(Items listed in a dataset)
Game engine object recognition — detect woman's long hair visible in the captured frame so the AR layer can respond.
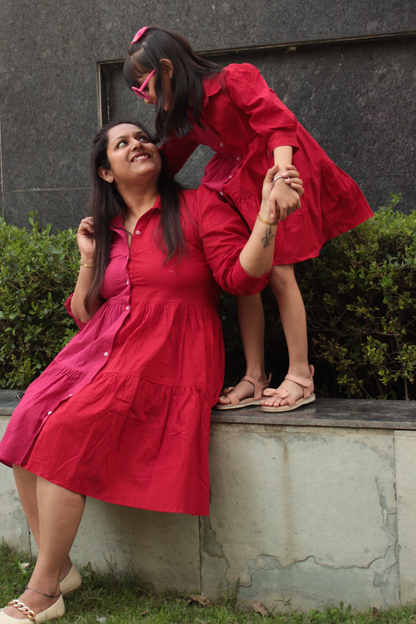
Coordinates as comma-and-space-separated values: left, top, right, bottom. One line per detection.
124, 26, 221, 141
84, 121, 185, 313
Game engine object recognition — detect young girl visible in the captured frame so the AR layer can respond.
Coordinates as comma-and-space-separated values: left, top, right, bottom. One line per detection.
124, 26, 372, 412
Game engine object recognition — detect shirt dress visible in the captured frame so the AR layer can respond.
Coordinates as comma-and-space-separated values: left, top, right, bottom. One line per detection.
162, 63, 373, 265
0, 186, 268, 515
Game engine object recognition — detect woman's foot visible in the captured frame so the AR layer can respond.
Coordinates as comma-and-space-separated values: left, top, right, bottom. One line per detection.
214, 375, 270, 410
0, 586, 65, 624
260, 366, 315, 412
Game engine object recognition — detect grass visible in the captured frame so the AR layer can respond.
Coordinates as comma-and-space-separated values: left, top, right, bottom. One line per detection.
0, 544, 416, 624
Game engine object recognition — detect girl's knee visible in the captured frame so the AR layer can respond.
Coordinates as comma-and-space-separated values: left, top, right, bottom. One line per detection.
270, 264, 296, 288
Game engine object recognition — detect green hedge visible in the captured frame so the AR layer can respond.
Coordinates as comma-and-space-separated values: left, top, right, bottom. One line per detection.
222, 195, 416, 399
0, 195, 416, 399
0, 213, 79, 388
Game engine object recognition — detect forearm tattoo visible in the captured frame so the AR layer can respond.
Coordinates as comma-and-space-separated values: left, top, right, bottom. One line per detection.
261, 225, 274, 249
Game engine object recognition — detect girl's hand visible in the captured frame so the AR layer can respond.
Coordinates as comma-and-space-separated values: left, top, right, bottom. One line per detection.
269, 165, 300, 221
77, 217, 95, 264
282, 165, 305, 197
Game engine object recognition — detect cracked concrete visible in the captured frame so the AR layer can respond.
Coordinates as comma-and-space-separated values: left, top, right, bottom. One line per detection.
207, 425, 400, 609
0, 418, 30, 553
0, 422, 416, 611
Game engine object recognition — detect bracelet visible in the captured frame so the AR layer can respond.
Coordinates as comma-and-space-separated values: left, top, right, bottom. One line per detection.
257, 213, 279, 225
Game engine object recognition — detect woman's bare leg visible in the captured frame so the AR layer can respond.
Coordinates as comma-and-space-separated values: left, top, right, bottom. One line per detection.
13, 465, 72, 581
218, 293, 267, 405
261, 264, 310, 407
5, 477, 85, 620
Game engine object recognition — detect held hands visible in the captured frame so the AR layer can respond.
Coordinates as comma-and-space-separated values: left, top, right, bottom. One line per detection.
262, 165, 304, 221
77, 217, 95, 264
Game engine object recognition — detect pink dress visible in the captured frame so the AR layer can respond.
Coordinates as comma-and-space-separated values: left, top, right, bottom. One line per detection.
162, 63, 373, 265
0, 187, 268, 515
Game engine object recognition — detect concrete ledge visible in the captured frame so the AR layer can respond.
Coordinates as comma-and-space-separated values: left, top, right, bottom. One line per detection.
0, 397, 416, 610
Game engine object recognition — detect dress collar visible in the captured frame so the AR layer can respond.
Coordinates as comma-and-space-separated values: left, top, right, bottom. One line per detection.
110, 195, 162, 230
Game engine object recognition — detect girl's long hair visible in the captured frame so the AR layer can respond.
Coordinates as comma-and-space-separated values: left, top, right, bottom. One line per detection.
84, 121, 186, 313
124, 26, 221, 141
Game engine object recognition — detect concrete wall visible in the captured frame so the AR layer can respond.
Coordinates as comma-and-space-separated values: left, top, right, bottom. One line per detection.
0, 0, 416, 228
0, 412, 416, 610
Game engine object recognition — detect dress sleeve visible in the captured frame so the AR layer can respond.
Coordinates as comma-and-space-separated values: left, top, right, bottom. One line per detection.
65, 293, 87, 329
160, 132, 199, 178
225, 63, 299, 151
196, 185, 270, 295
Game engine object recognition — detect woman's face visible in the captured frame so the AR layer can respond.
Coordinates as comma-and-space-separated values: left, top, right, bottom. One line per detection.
98, 124, 162, 190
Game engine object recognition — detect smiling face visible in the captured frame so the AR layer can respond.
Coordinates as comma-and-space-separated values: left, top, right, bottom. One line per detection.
98, 124, 162, 192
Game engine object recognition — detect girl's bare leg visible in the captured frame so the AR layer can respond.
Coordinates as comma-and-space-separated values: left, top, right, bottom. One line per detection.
218, 293, 267, 405
13, 465, 72, 581
261, 264, 310, 407
5, 471, 85, 620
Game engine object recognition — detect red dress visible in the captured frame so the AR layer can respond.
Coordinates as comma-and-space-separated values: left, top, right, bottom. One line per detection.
0, 187, 268, 515
162, 63, 373, 265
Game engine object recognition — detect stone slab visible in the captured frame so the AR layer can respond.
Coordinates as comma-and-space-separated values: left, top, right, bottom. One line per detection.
67, 498, 200, 592
93, 0, 416, 60
102, 39, 416, 212
206, 423, 400, 610
0, 416, 31, 554
0, 64, 98, 192
3, 188, 89, 232
394, 431, 416, 604
211, 399, 416, 430
0, 0, 98, 73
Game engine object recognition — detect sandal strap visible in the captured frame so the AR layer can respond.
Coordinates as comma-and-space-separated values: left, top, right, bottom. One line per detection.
285, 365, 315, 405
7, 600, 36, 622
241, 374, 272, 401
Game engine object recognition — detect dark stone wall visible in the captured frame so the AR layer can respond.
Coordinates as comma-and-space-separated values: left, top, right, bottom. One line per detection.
0, 0, 416, 228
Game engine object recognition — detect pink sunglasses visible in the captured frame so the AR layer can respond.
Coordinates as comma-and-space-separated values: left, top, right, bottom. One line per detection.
132, 69, 156, 102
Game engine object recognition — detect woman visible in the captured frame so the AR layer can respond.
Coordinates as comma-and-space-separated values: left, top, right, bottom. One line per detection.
0, 123, 301, 624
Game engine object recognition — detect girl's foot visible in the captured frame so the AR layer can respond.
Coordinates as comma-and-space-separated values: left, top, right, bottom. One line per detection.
260, 366, 315, 412
214, 375, 270, 410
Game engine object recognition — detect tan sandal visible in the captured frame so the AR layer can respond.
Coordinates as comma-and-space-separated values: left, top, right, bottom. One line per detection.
214, 375, 272, 410
261, 365, 316, 412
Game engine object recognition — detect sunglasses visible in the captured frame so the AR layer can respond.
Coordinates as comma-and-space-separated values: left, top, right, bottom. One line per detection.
132, 69, 156, 102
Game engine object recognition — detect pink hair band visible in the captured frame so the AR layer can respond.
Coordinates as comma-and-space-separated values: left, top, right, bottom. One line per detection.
132, 26, 147, 43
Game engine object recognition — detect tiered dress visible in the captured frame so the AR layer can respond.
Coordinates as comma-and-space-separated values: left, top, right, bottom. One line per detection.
0, 187, 268, 515
162, 63, 373, 265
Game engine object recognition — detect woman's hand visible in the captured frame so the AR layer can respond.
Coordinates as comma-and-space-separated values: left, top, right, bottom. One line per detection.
266, 165, 303, 221
77, 217, 95, 264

[WHAT IS EXPECTED]
Rewrite the items from the start through the line containing "0, 544, 416, 624", and change every "captured frame" to "camera frame" while leaving everything else unchanged. Omit the pictures from your answer.

[WRITTEN SOLUTION]
Game engine object recognition — detect woman's long hair visible in the camera frame so the AR layer can respond.
Coordinates as comma-and-space-separated values: left, top, right, bottom. One line per detection.
124, 26, 221, 141
84, 121, 185, 313
Game engine object recognition — detect young girl visible in the camera frame so the AR layer can respond.
Coordinates as comma-and-space-separated values: left, top, right, bottom. One line per detection.
124, 26, 372, 412
Game engine object recognition — detect shirt dress visible in the camera frame so the AR layer can respond.
Coordinates as comma-and-space-separated values: left, top, right, bottom. One line per detection.
162, 63, 373, 265
0, 186, 268, 515
Game engine object recognition — detect woman's foot visible in the camera frame so the AR layer can respond.
Coordinates as comma-and-space-separated values: left, top, right, bottom. One line per detection.
214, 375, 270, 410
0, 586, 65, 624
260, 366, 315, 412
Game engine object recognition — detect grass visible in the camera frame so the AR layer can respond.
Coordinates as comma-and-space-separated values: left, top, right, bottom. One line per detection.
0, 544, 416, 624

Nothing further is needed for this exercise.